» What the exercise asks: Please copy the entries word for word, from the first line through the line that contains "column 120, row 376", with both of those lines included.

» Data to process:
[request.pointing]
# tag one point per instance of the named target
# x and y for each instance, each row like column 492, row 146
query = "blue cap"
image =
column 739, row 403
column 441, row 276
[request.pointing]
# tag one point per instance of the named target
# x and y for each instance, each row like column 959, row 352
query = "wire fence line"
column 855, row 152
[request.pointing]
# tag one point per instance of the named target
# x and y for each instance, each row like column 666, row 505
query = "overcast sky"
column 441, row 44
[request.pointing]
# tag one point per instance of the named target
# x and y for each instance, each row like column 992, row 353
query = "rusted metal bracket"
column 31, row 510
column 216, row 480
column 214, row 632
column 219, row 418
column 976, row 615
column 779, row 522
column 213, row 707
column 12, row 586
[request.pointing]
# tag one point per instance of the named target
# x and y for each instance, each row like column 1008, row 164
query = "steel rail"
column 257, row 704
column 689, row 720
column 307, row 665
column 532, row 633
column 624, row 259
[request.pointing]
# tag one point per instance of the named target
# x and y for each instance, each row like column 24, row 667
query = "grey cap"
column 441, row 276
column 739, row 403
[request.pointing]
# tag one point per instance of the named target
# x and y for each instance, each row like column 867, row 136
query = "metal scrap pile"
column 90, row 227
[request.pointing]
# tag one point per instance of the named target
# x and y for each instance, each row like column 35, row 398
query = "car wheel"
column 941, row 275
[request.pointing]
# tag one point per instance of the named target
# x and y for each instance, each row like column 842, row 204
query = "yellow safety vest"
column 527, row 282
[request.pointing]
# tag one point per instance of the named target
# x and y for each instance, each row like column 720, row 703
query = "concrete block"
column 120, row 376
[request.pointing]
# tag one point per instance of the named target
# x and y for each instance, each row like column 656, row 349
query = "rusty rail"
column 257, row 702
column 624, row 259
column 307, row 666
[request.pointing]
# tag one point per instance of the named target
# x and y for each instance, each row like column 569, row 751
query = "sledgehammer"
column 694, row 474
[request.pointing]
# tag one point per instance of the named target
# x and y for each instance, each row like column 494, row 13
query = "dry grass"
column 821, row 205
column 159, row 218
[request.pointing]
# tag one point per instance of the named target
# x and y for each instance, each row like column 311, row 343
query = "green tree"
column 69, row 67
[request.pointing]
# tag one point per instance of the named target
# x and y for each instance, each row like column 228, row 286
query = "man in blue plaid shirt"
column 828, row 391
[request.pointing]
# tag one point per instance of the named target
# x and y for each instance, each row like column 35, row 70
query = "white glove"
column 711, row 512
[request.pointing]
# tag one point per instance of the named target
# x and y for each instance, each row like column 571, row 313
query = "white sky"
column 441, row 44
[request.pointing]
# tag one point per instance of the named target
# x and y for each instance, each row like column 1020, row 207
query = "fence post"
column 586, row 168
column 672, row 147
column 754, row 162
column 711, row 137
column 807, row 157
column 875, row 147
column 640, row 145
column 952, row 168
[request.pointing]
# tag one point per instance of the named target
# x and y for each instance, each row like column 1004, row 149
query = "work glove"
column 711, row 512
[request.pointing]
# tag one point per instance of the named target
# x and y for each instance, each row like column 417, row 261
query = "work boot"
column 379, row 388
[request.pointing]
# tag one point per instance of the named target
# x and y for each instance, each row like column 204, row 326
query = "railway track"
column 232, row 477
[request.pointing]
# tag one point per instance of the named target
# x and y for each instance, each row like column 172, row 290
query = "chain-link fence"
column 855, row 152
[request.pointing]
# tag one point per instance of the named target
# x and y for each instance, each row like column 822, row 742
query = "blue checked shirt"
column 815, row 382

» Output for this exercise:
[request.pointing]
# tag one point per instance of the named target
# x and y for each instance, each row like column 492, row 146
query = "blue cap"
image =
column 739, row 403
column 441, row 276
[request.pointing]
# tag one point per instance of the named target
# x and y for each instance, each row like column 959, row 352
query = "wire fence line"
column 855, row 152
[request.pointing]
# tag one point per instance of the named target
# x and y for each instance, each row like column 666, row 505
query = "overcast sky"
column 441, row 44
[request.pointing]
# tag one point per instance of the named target
# x and y for each instance, each row like column 992, row 353
query = "rusted metal bracket"
column 31, row 510
column 216, row 480
column 214, row 632
column 219, row 418
column 976, row 615
column 779, row 522
column 213, row 707
column 12, row 586
[request.pointing]
# tag one point per instance of the named target
# x and y for each instance, each row like column 1008, row 164
query = "steel rail"
column 257, row 704
column 689, row 720
column 307, row 665
column 532, row 633
column 624, row 259
[request.pointing]
# tag one point per instance of the named target
# x and y for each instance, each row like column 24, row 667
query = "grey cap"
column 441, row 276
column 739, row 403
[request.pointing]
# tag one point per instance of the named target
# x and y for each instance, each row like column 867, row 136
query = "metal scrap pile"
column 90, row 227
[request.pointing]
# tag one point per instance of the named target
# x and y for each instance, each row like column 35, row 398
query = "car wheel"
column 941, row 275
[request.pointing]
# tag one point per instance of the named target
# x and y for each instance, each row like column 842, row 204
query = "yellow safety vest"
column 527, row 282
[request.pointing]
# tag one point per instance of the named target
# x and y for each instance, each row like column 720, row 703
query = "concrete block"
column 120, row 376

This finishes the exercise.